### Exercise aim
Each record is to be printed again precisely as it reads.

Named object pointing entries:

## start

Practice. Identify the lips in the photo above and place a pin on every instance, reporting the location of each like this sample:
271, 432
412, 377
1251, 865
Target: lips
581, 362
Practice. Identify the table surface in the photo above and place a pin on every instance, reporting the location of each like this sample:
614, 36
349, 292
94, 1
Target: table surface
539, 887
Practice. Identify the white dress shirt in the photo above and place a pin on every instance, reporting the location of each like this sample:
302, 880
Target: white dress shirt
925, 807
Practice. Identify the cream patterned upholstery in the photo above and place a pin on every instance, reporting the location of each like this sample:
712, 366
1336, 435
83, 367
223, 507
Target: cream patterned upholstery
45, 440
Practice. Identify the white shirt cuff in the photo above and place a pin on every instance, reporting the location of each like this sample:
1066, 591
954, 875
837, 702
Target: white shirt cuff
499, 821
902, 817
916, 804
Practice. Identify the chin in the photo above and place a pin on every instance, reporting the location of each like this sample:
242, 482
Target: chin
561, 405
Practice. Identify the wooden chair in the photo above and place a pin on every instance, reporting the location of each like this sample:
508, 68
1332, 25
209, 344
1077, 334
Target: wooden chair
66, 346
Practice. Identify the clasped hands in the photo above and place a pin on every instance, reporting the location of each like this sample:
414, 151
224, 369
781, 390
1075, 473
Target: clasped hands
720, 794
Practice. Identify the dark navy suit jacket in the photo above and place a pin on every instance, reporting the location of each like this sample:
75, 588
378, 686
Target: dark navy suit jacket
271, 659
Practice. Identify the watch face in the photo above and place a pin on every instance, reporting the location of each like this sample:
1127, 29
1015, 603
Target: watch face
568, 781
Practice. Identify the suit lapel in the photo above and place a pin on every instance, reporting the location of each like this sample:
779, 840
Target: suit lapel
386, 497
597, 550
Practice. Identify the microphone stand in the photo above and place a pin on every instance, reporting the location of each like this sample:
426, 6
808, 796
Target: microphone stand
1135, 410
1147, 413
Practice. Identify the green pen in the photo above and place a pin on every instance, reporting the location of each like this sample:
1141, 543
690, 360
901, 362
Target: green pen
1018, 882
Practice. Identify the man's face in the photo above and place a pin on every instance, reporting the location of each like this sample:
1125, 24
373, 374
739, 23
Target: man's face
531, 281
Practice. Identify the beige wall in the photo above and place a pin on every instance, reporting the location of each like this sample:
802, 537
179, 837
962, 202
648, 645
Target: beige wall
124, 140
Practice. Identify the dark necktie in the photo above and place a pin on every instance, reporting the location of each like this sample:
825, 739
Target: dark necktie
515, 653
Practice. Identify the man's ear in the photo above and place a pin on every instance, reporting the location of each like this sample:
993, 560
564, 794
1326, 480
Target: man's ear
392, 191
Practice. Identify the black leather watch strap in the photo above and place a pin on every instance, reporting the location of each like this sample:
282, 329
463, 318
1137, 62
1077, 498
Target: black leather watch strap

## end

### Answer to this exercise
Practice. Identify the lips in the photo above and place a pin on every instance, reporting the location of each like this sample:
271, 432
412, 377
1251, 865
Target: lips
581, 362
Practice. Identify the table surface in the photo above and place a pin on every instance, reporting the location of each like this sample:
614, 36
349, 292
94, 1
Target: table surface
539, 887
Practice. Identify the white dress shirt in the photo above and place a pin on every instance, reporting the location of each like this sample:
302, 880
Target: white dress shirt
925, 807
Practice. Identify the cream patterned upholstery in the photo above and place a pin on every instance, reporting the location of each like this sample:
712, 366
1336, 435
83, 367
223, 507
Target: cream patterned upholstery
45, 440
Practice. Identify the white shirt cuff in the photo above and place a pin on every instance, reporting the location of each like this sample:
1066, 591
954, 875
837, 702
Target: white shirt cuff
499, 821
902, 817
916, 804
Practice. Identify the chin in the photo above and place a pin on every instance, reporting the location of each like this sample:
242, 482
Target: chin
561, 405
Practice. Identify the wooden chair in the photo above and place a pin on every instance, reporting the location of each like this sample:
508, 68
1332, 25
209, 344
1077, 334
Target: wooden chair
66, 346
Practice. Identify the clasped hands in the photo above and place a pin on every instance, reporting the location of each like this sample:
414, 151
224, 369
781, 390
1075, 473
Target: clasped hands
720, 794
Practice. Identify the dark navy suit jacket in the photo above and place a pin on every instance, reporting the location of each like this sample:
75, 588
378, 686
Target: dark navy suit jacket
271, 659
Practice. Identify the watch face in the photo above and place a pin on every instance, reporting the location of each like this sample:
1127, 29
1015, 603
Target: watch face
568, 781
Practice. Identify the suit lapel in the photo above and place a pin on every instance, reporting the location of each like this sample:
779, 840
Target: suit lapel
386, 497
597, 550
Practice. Identify the microphone stand in the photo above and place a pin on every instance, reporting the location of each like this sample:
426, 6
808, 796
Target: microphone stand
1135, 410
1147, 413
Practice. Identify the green pen in the photo above and place a pin on every instance, reporting the location of each like this sample:
1141, 543
690, 360
901, 362
Target: green pen
1018, 882
Practice. Identify the man's face in the photo above and place a pin on every instance, reporting the location of each like this sample:
1125, 24
373, 374
739, 23
Target: man's face
531, 281
Practice. Identify the beige wall in the photo above and place a pin on every instance, reporting the location of each like this sample:
802, 537
179, 837
962, 202
648, 645
Target: beige wall
124, 140
Practice. Identify the dark necktie in the photo above and place a pin on every instance, reporting the location of each like this sample:
825, 739
Target: dark necktie
515, 653
Practice. Identify the man's ear in the photo above and place a pin on every instance, reporting the location of each like this sample:
993, 560
564, 794
1326, 480
Target: man's ear
392, 191
Practice. Identify the black leather watch strap in the photo above and place a pin on every instance, reporting the location of each like this sample:
282, 329
463, 318
1137, 62
1077, 498
Target: black leather watch strap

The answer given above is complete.